* **EXCERPTED TEXT**
((

The present disclosure relates to disk drives and suspensions for disk drives. In particular, the invention concerns dual stage actuation (DSA) suspensions.
Dual stage actuation (DSA) disk drive head suspensions and disk drives incorporating DSA suspensions are generally known and commercially available. For example, DSA suspensions having an actuation structure on the baseplate or other mounting portion of the suspension, i.e., proximal to the spring or hinge region of the suspension, are described in the Okawara U.S. Patent Publication No. 2010/0067151, the Shum U.S. Patent Publication No. 2012/0002329, the Fuchino U.S. Patent Publication No. 2011/0242708 and the Imamura U.S. Pat. No. 5,764,444. DSA suspensions having actuation structures located on the loadbeam or gimbal portions of the suspension, i.e., distal to the spring or hinge region, are also known and disclosed, for example, in the Jurgenson U.S. Pat. No. 5,657,188, the Krinke U.S. Pat. No. 7,256,968 and the Yao U.S. Patent Publication No. 2008/0144225. Co-located gimbal-based DSA suspensions are disclosed in co-pending U.S. Provisional Application No. 61/700,972. All of the above-identified patents and patent applications are incorporated herein by reference in their entirety and for all purposes.
There remains a continuing need for improved DSA suspensions. DSA suspensions with enhanced performance capabilities are desired. The suspensions should be capable of being efficiently manufactured.
Various embodiments concern a gimbaled flexure having a dual stage actuation structure comprising flexure comprising a gimbal. The gimbal comprises at least one spring arm and a tongue connected to the at least one spring arm. The dual stage actuation structure further comprises a motor mounted on the gimbal, the motor comprising a top side and a bottom side opposite the top side, the bottom side of the motor facing the flexure. The dual stage actuation structure further comprises a damper located between the motor and the flexure, the damper contacting the tongue and the bottom side of the motor. The damper comprises one or both of elastic and viscoelastic material.
In some of the above embodiments, the damper reduces out-of-plane motion of the tongue during high frequency resonance modes. The contact between the damper and each of the tongue and the bottom side of the motor can maintain a generally parallel planar relationship between the tongue and the motor during activation of the motor.
In some of the above embodiments, the damper is adhered to both of the flexure and the bottom side of the motor. The damper can be located on a stainless steel layer of the flexure.
Some of the above embodiments further comprise a conductive island on the tongue and a void in the damper and a stainless steel layer of the flexure. The void can be a moat that surrounds the conductive island. The moat can minimize wicking of one or both of adhesive and solder from the conductive island.
In some of the above embodiments, the motor comprises two contacts on the bottom side of the motor and the two contacts electrically connect with two traces of the flexure, respectively. An impingement element can be mounted on the top side of the motor. The impingement element can be located and configured to engage with a loadbeam dimple.
Some of the above embodiments comprise further comprise a head slide attached to the tongue. Electrical activation of the motor can move the head slider amount a tracking axis. The head slider can comprise a channel. The motor can extend through the channel and the motor can be free from fixed contact with the head slider.
In some of the above embodiments, the gimbal further comprises a pair of struts, the at least one spring arm comprises a pair of spring arms, the tongue is located between the pair of spring arms and is connected to the pair of spring arms by the pair of struts, the motor is mounted on the pair of spring arms, the tongue comprises a head slider mounting, and electrical activation of the motor bends the pair of struts to move the head slider mounting about a tracking axis.

))

* **ENTRIES SHOWN**
((

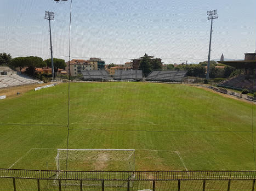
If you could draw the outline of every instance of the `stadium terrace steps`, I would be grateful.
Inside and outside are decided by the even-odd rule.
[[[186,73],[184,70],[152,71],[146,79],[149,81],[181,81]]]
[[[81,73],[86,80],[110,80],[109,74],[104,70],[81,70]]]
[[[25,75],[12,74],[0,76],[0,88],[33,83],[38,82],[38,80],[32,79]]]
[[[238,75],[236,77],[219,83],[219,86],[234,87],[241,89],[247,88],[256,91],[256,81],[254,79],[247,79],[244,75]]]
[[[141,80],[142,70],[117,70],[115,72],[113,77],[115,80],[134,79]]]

))
((

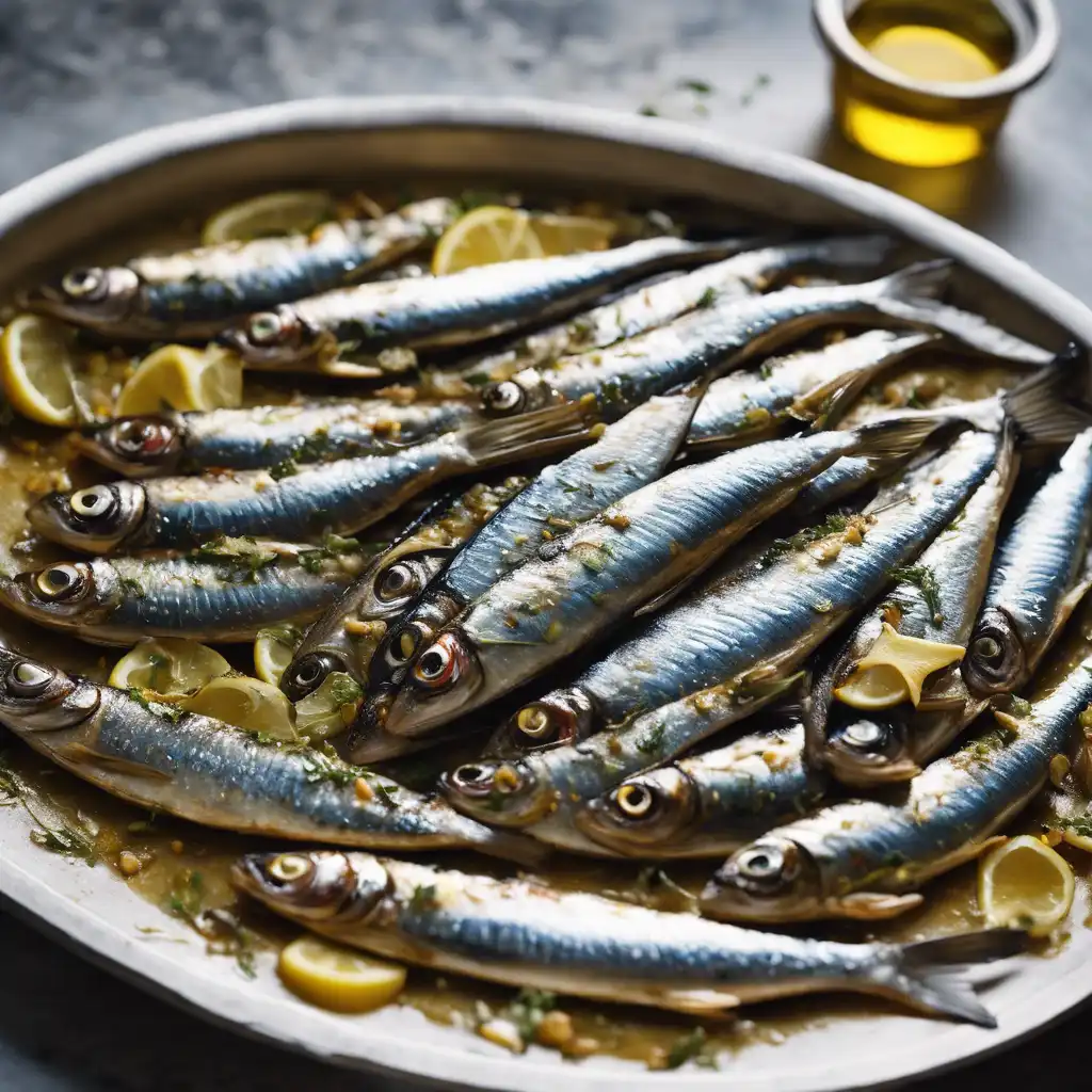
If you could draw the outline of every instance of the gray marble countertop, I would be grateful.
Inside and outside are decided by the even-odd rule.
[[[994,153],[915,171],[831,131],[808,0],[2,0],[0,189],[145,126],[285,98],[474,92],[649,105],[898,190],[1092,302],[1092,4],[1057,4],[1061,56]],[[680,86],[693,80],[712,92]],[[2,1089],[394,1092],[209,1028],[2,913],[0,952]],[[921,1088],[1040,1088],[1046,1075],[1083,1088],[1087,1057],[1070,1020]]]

))
((

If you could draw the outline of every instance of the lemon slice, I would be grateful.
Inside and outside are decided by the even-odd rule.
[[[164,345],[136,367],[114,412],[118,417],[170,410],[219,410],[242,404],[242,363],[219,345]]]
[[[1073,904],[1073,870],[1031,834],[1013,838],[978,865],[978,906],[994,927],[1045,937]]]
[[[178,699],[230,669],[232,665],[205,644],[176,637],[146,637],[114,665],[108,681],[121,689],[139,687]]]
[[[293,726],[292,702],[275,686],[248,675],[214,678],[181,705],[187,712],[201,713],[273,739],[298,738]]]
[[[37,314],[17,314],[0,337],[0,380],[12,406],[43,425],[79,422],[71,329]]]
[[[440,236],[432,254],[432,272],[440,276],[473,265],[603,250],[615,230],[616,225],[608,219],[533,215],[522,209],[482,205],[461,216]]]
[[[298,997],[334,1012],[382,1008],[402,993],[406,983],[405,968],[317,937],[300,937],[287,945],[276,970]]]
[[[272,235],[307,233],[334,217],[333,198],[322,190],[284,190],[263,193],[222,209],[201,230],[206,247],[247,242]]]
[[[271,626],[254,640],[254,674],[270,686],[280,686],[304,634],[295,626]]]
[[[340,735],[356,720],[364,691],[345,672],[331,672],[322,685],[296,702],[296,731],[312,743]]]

))

* **REQUIREMENTS**
In the excerpt on dual stage actuation suspensions, what material does the damper comprise?

* **SOLUTION BELOW**
Elastic material, viscoelastic material, or both.